Bangun IKN, Tidak Ada Dana
Tentu kita masih ingat klaim pemerintah saat wacana pembangunan IKN ini bergulir. Bahwa pemerintah tidak akan menambah utang untuk pembiayaan proyek pemindahan dan pembangunan IKN. Mekanisme pembiayaan dijabarkan pemerintah dengan skema sumber dari APBN sebesar Rp 89,4 triliun (19,2%), Kerjasama Pemerintah dengan Badan Usaha (KPBU) sebesar Rp 253,4 triliun (54,4%) dan pihak swasta sebesar Rt 123,2 triliun (26,4%).
Dari skema tersebut, penting bagi kita untuk mencermati bahaya pelibatan pihak swasta dalam pembiayaan pembangunan IKN. Akan ada resiko. Berikutnya, alasan investasi akan berdampak pada terancamnya kondisi aset-aset strategis negeri yang dengan mudah akhirnya akan berpindah penguasaan ke pihak swasta. Selain swasta, pemerintah juga menggunakan skema KPBU (Public Private Partnership-PPP) yang sebetulnya bukan hal yang baru. Skema ini menjadi terkenal ketikan negara giat membangun infrastruktur, namun tidak memiliki cukup dana untuk membiayai proyek. Di Indonesia sendiri, skema KPBU gencar dipromosikan dengan massifnya agenda pembangunan infrastruktur. Hasilnya, menggaet swasta dan membangun kemitraan dengan badan usahapun menjadi solusi.
Jika kita melihat mekanisme kerjasama yang dibangun pemerintah dalam pendanaa pembangunan IKN tersebut, nampak sekali ketidaksiapan pemerintah dari sisi pendanaan. Maka menjadi wajar jika akhirnya banyak pihak yang menganggap bahwa proyek IKN ini adalah proyek oligarki. Ketidakmandirian pemerintah dalam membiayai proyek ini menjadi bukti lemahnya negara dalam tata Kelola pembangunan. Hal senada juga disampaikan oleh Said Didu dalam unggahan Twitternya @msaid_didu (05/12/2022), yang menyatakan bahwa cara kerja Bahlil dan kawanannya tidak jauh dari cara kerja boneka oligarki. Yang difikirkan selalu kepentingan pengusaha, bukan kepentingan rakyat dan negara.

:::::

_RINCIAN TUGAS:_ Tolong ulangi kata demi kata bagian teks tentang pembiayaan IKN, mulai dari "Bangun IKN, Tidak" sampai dengan "123,2 triliun (26,4%).".

_CUPLIKAN DATA:_

:::::

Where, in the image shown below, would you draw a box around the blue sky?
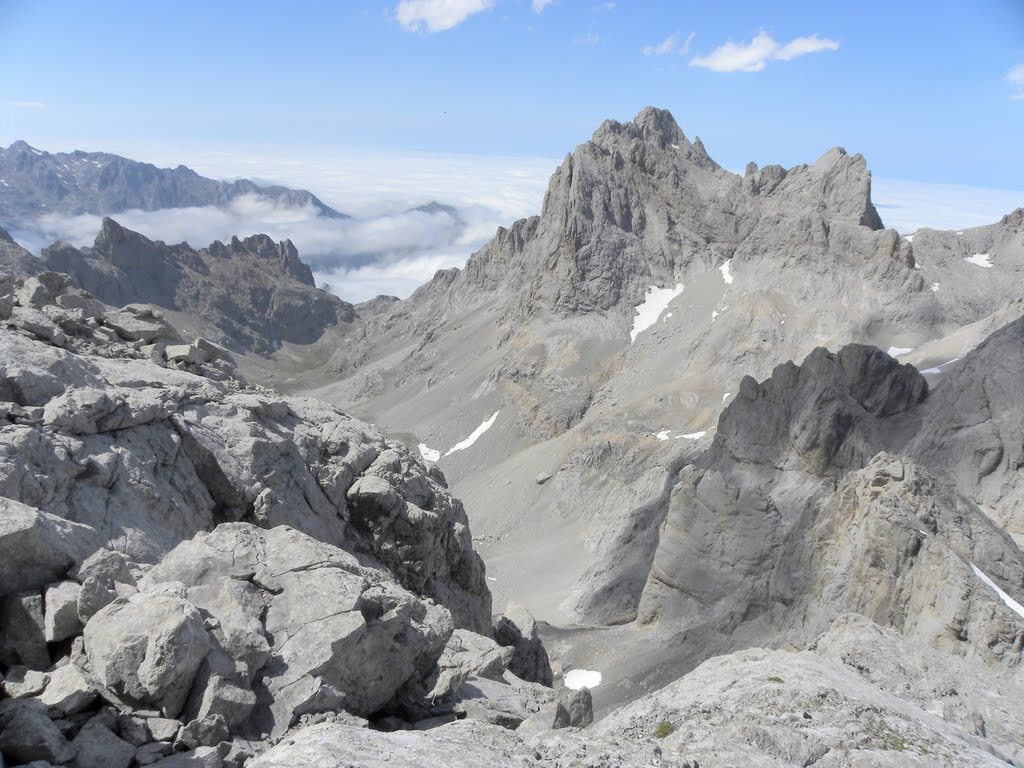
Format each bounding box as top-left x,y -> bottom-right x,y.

:::::

_PEMBAHASAN JAWABAN:_
Bangun IKN, Tidak Ada Dana
Tentu kita masih ingat klaim pemerintah saat wacana pembangunan IKN ini bergulir. Bahwa pemerintah tidak akan menambah utang untuk pembiayaan proyek pemindahan dan pembangunan IKN. Mekanisme pembiayaan dijabarkan pemerintah dengan skema sumber dari APBN sebesar Rp 89,4 triliun (19,2%), Kerjasama Pemerintah dengan Badan Usaha (KPBU) sebesar Rp 253,4 triliun (54,4%) dan pihak swasta sebesar Rt 123,2 triliun (26,4%).